STATED TASK: Exactly reproduce all the records, keeping pictures out of the copy.

PROVIDED INFORMATION:
--- BEGIN ---

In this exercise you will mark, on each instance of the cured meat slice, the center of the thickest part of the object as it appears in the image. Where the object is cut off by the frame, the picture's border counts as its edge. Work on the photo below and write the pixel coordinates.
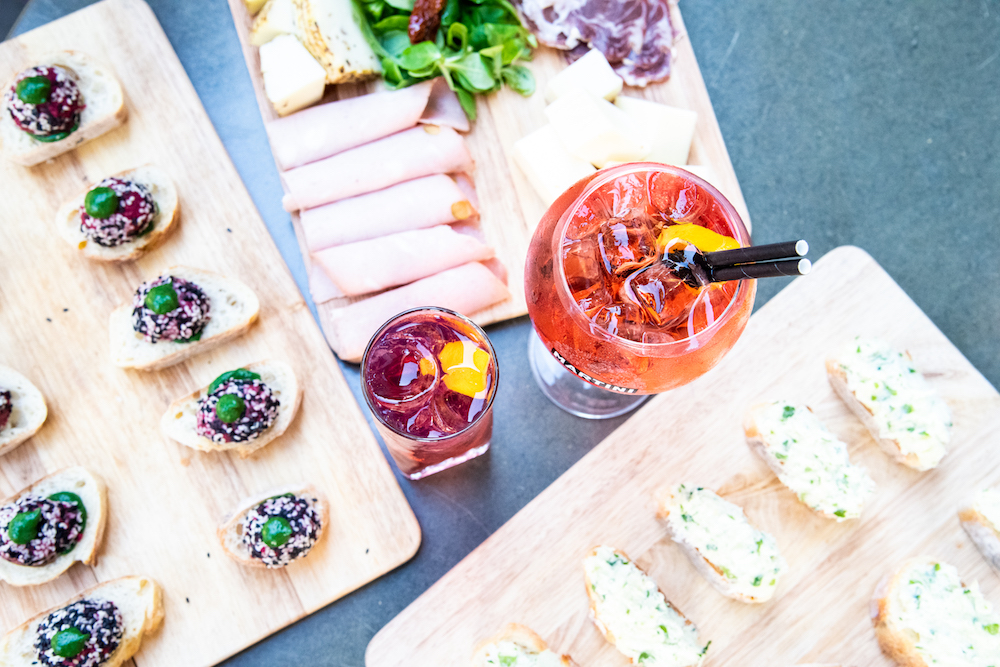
(420, 151)
(636, 36)
(417, 204)
(376, 264)
(465, 289)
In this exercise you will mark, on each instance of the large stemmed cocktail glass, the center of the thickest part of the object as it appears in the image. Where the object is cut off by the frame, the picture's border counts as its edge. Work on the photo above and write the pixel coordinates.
(613, 324)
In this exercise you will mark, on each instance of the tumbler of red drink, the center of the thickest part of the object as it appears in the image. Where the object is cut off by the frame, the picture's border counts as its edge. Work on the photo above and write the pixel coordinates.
(612, 322)
(429, 376)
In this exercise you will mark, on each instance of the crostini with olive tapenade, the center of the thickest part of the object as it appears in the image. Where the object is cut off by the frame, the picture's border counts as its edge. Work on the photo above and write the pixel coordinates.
(178, 314)
(22, 409)
(273, 529)
(242, 410)
(63, 101)
(107, 621)
(46, 528)
(123, 217)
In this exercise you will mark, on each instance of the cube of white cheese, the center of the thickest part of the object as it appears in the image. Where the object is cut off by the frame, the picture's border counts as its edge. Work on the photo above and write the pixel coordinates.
(549, 168)
(668, 130)
(292, 77)
(595, 130)
(592, 73)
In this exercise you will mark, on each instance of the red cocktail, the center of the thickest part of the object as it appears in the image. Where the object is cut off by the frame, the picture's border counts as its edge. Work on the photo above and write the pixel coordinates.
(429, 375)
(608, 309)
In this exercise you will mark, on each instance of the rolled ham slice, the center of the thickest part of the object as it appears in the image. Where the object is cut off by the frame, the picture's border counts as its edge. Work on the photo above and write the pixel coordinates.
(374, 265)
(417, 204)
(465, 289)
(414, 153)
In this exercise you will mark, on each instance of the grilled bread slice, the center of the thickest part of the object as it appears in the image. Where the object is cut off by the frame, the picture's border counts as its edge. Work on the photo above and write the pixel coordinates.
(164, 194)
(105, 111)
(635, 616)
(741, 561)
(924, 615)
(233, 309)
(139, 601)
(180, 420)
(903, 413)
(808, 459)
(517, 646)
(28, 410)
(94, 495)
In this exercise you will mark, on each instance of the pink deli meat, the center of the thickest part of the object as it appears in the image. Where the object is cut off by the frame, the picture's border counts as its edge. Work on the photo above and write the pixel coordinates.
(636, 36)
(374, 265)
(417, 204)
(413, 153)
(465, 289)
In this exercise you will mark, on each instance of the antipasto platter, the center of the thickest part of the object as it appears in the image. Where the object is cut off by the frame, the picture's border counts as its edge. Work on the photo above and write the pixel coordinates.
(531, 571)
(166, 502)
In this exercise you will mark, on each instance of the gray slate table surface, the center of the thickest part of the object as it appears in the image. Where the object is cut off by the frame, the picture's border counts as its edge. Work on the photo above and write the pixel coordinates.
(873, 123)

--- END ---

FINISHED ANSWER:
In this exercise you will mark, on each instance of the cured meat slice, the center of the thickest part of the object as it appears in the image. Where the object is cut off by the frame, the picture's border counts as its edge. Work on the photo below and write the pixel coordinates.
(420, 151)
(636, 36)
(417, 204)
(376, 264)
(465, 289)
In this exercise you will mark, on each instance of the large stemmed cocktail glass, the center of the thickest part of the object as it appears in the image. Where the object is cut off by the frame, the picture's border counts as its edge. Work on the photo above and write the pixel coordinates.
(613, 324)
In this exercise you will mark, on each instance of the tumbler of red drink, the center of the thickest part of the object as it appears in the image. Where the object is cut off by the frame, the picture's border counts as its edge. Work on the photo above and write the pixel coordinates.
(612, 322)
(429, 376)
In this exercise you will mark, on each instance of the crostini with olive tapenade, the center of the thickest part of the object as it appears in the image. Where the object is cut off by the frame, the picture's border counts as its edge. Work on the photo above and write the pixel coordinates.
(178, 314)
(22, 409)
(273, 529)
(242, 410)
(63, 101)
(107, 621)
(46, 528)
(123, 217)
In this exercise you will mark, on each instance of the cube of white cheese, the center of the thickest part of the object as it appears in the image. Where the object is cut off by the frame, the picture's border counts as its edge. Work on the photo above and write the pixel coordinates.
(549, 168)
(668, 130)
(292, 77)
(595, 130)
(592, 73)
In this exercise you will mark, on each instance of the red cocktail, the center of the thickest part of the object as it appears in the image. Where the object is cut off by the frame, the picture's border counts as its edge. Work on the photo above and write the pixel coordinates.
(429, 375)
(608, 309)
In this exercise you will mark, on each instance of the rolled ham slice, the center of the thickest part of the object as it appears in the image. Where the object is cut off by the frame, the picture's border counts as its edge. Work on the photo above and write the pixel coordinates.
(374, 265)
(417, 204)
(465, 289)
(414, 153)
In this exercise you will mark, on each instance of the grilled bread slice, the center of the thickest part of the object as it appears in the image. Where the object is cut off by the frame, the picture's border counts as its edge. Work on the photo above and write the pixel coordinates.
(164, 194)
(105, 111)
(635, 616)
(741, 561)
(924, 615)
(233, 309)
(139, 601)
(180, 420)
(903, 413)
(808, 459)
(517, 646)
(28, 410)
(94, 495)
In this exercise you will mark, on each instance of the pink deli meat, the center of the thickest part of the object as it appears in the image. Where the object is cut off by the frame, the picture's border counts as its edge. Work on the photo above and write the pixel coordinates.
(636, 36)
(374, 265)
(417, 204)
(413, 153)
(465, 289)
In this exercise you will mark, on each instance of the antipasto platter, the center of the thickest part of the object as it appears in the image. Where the object is cut off by the frame, the picture's border counts as its edge. Work on the photo above and write the pixel coordinates.
(531, 571)
(166, 502)
In this exercise you will mark, on each instance of the gray slate table surface, the center of the thickest part of the object as it appears in the image. Where the object is cut off by the frame, the picture's border counts as its edge. Work on the photo above and write the pixel coordinates.
(873, 123)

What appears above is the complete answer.